*WHAT IS REQUIRED:* Your task is to copy the lines of the data below from the line holding "For each instance of the silhouetted" through the line holding "For each instance of the sea", inclusive, exactly and with nothing added.

*MATERIAL FOR THIS TASK:*
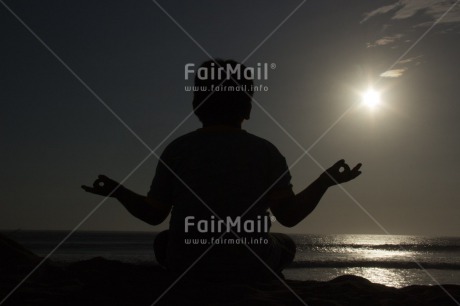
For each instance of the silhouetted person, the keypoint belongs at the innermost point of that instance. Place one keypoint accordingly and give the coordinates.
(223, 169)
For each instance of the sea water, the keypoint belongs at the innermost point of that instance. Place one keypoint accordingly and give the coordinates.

--

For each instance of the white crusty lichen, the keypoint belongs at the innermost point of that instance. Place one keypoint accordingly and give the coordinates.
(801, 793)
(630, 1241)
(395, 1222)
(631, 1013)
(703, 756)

---

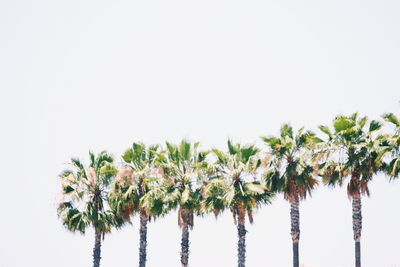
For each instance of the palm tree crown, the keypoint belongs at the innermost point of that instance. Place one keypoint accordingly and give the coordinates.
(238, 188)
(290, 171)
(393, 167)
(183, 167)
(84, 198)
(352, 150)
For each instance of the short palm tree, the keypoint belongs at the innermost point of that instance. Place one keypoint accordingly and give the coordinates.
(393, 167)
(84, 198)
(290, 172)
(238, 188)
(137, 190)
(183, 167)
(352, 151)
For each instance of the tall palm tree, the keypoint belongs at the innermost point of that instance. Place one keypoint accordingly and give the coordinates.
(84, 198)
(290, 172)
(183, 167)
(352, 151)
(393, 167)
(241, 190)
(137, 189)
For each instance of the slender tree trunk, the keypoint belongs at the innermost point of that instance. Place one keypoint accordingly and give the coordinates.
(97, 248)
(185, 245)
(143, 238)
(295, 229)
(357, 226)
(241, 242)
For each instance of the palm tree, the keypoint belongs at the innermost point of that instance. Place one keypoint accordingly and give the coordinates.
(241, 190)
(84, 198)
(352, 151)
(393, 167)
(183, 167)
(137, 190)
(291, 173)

*SOLUTION:*
For each instance of the silhouetted person, the keypoint belongs at the innermost point of that instance. Place one keypoint accordingly and give the coordinates.
(223, 169)
For each instance of the sea water, the keypoint belongs at the innermost point of that instance. Place one keypoint accordingly and give the coordinates.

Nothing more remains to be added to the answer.